EXTRACTED TEXT: Begin
It is also possible to use paid means such as professional databases or the purchase of market research by sector of activity.
Finally, to prioritize the competition, it may be useful to carry out surveys using a panel of consumers .
The brand awareness survey is a good idea for a competitive market study. The consumer is invited to spontaneously list the brands that come to mind on a given theme (for example: pet store). The first answer is called Top of mind, the one that comes to mind immediately. The rest of the consumer’s responses are no less important. This type of survey can bring out very valuable data that may not be available from research. It must be borne in mind that it is the consumers who constitute demand and therefore who govern the market. The notoriety survey is essential to properly monitor your brand image .
Points to Analyze
To comprehensively analyze the offer of competition , we must look at the three main aspects that make it up:
- Products: a certain number of attributes which define the product or service are to be studied like the price, the range of products, the quality, the distinctive characteristics. This information can be easily found by doing some research on the Internet.
- Sale: any product or service goes through sales channels that must be decrypted: points of contact with consumers, recurring promotions, the existence of a physical or web sales force… To obtain these data, the company can for example consult the annual reports of its competitors.
- Marketing: competitors’ sales strategy can be analyzed via social networks (social ranking), websites, television commercials. These data will be rather subjective and focused on the perception of a brand by its customers.
Step 3: Data analysis
Once the data has been collected and classified, it is time to analyze it. This step is also called competitive benchmark . A competitive benchmark is a study that results from the observation and analysis of competitors’ practices.
There are several tools that help achieve this benchmark. Each tool brings out different information. It is therefore necessary to refer to the objectives set at the start to choose the most relevant method:
- Competitive mapping: this is a graph made up of two axes. Each axis reflects a variable chosen according to the objective of the analysis. The goal for the company that performs the analysis is to identify a market segment that differentiates it from other companies.
EXTRACTED TEXT: End
DATA UNDER STUDY: Begin
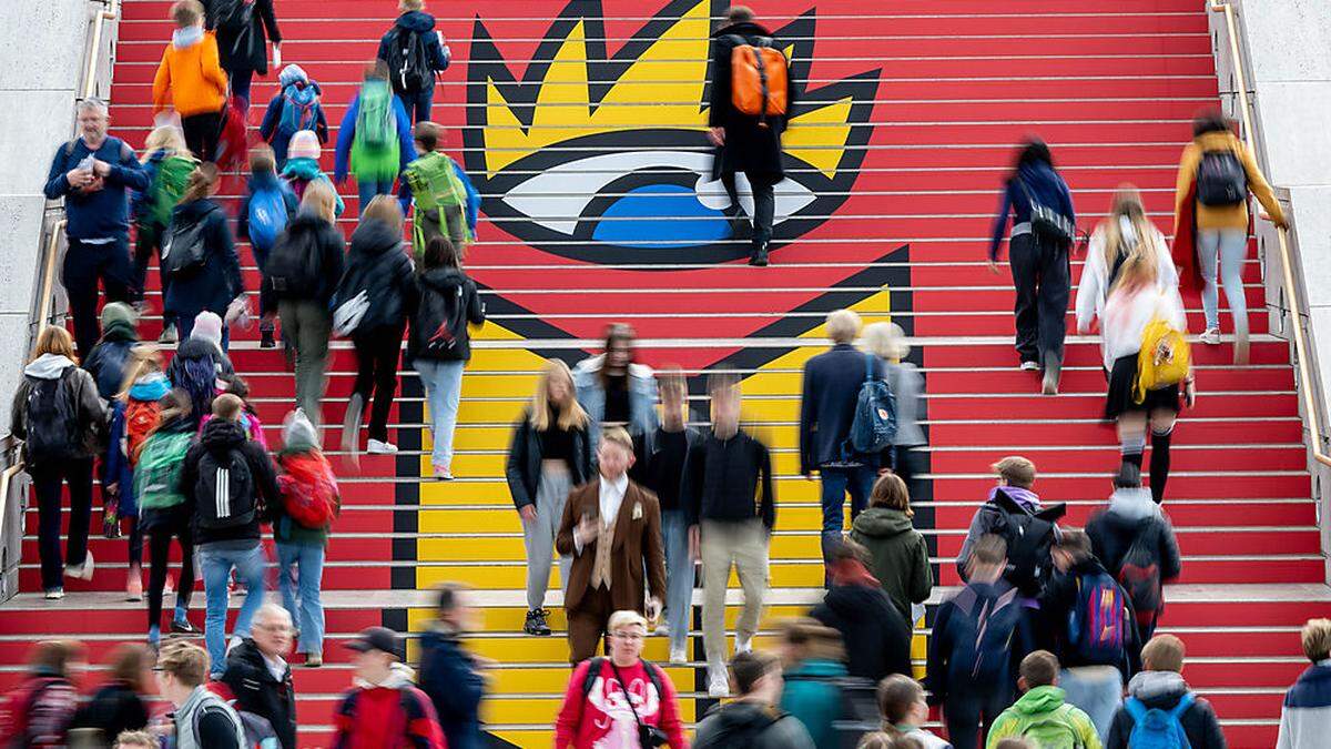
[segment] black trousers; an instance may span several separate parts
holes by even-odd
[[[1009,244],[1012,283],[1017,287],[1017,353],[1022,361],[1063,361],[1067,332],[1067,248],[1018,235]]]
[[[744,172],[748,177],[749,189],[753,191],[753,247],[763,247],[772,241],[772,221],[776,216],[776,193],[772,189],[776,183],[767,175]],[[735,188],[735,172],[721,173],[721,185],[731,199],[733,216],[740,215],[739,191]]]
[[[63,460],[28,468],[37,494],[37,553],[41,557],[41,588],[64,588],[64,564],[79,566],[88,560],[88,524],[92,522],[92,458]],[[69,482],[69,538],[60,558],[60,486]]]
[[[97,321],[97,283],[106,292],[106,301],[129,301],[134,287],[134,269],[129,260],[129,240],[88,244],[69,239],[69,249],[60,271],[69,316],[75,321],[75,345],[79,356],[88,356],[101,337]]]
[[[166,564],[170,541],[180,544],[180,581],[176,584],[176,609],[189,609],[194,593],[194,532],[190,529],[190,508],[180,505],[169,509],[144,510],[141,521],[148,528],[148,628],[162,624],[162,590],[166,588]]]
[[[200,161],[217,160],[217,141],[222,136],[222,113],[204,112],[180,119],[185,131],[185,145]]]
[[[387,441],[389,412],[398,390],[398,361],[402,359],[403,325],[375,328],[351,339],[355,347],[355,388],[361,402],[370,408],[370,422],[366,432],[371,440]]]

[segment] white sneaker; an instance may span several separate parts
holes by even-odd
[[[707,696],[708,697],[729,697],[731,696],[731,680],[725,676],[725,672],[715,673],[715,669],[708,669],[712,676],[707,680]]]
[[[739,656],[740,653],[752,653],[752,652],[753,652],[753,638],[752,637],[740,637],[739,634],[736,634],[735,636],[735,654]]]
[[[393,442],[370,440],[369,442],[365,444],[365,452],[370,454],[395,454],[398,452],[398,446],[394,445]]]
DATA UNDER STUDY: End
DATA UNDER STUDY: Begin
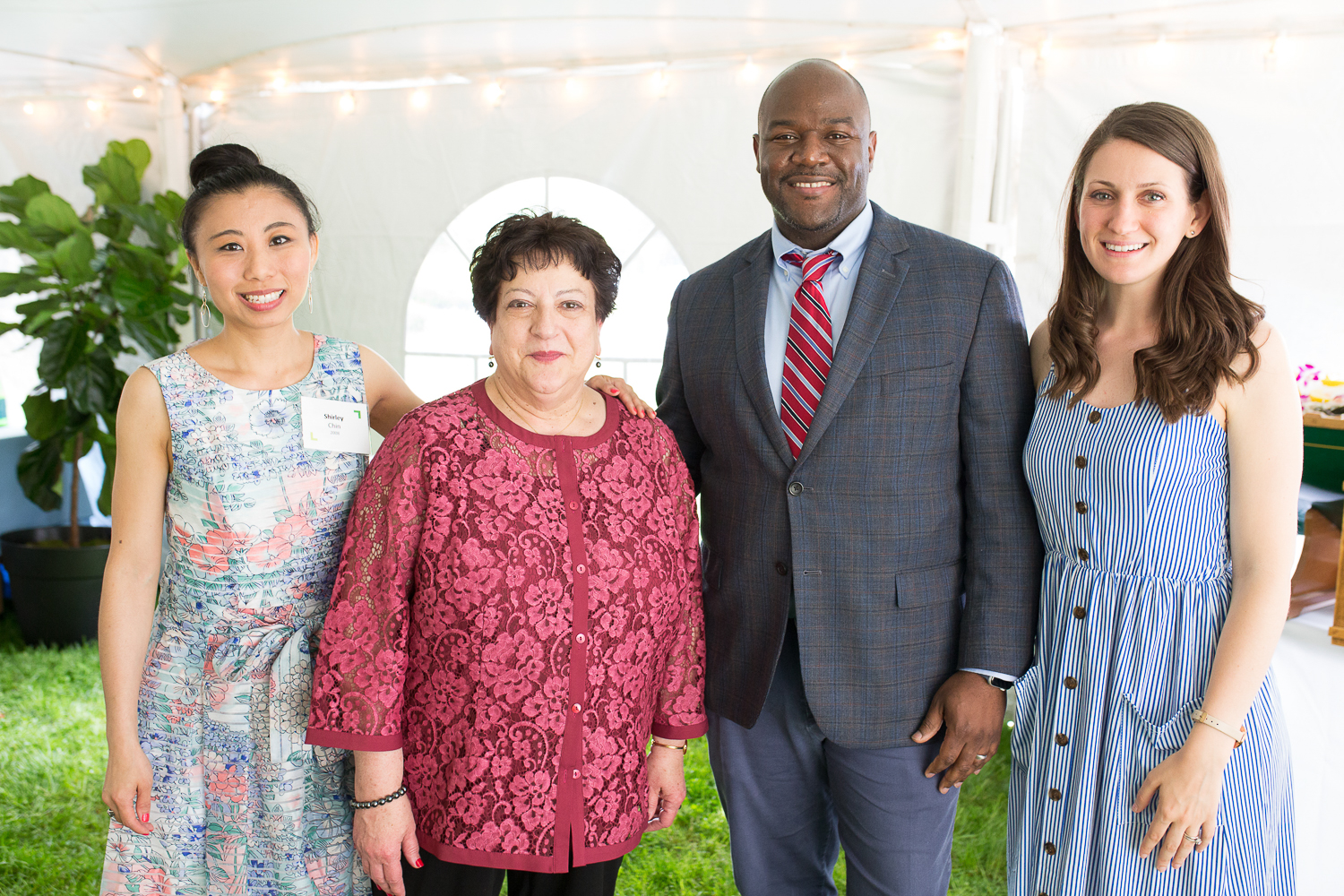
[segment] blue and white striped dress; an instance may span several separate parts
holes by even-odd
DATA UNDER STUDY: End
◆ **TASK DESCRIPTION**:
Continue the text on competitive market analysis, picking up after its description of competitive mapping. The entries have no connection to the text about analyzing competitors in a market study.

◆ **RESULT OF THIS TASK**:
- SWOT analysis: this matrix is made up of 4 boxes which allow a complete diagnosis of the market to be established: strengths, weaknesses, opportunities, threats. The SWOT matrix provides a global overview of the situation of the company in its market environment.
- The BCG method: this matrix makes it possible to classify competitors into 4 categories according to the degree of maturity of their offer on the market.
- The competitive analysis grid: this grid allows you to note the strengths and weaknesses of each competitor in order to compare them and deduce an analysis.
It is quite possible to combine several of these tools to obtain a more exhaustive analysis.
Step 4: Interpret the results of the competitive analysis
The results of the competitive analysis should be used to identify the best place the company can occupy in the market and what opportunities it can seize. This study also highlights key success factors. Depending on the results, the company will establish a specific and relevant marketing plan. Competitive analysis and the resulting strategy are obviously to be integrated into the company’s business plan and into the overall market study.
While the competitive benchmark is done in one-shot, it is important to keep in mind that the competitive analysis is conducted over the long term . It is important to carry out regular competitive intelligence to keep abreast of changes in competition within the market and adapt its strategy to always be efficient.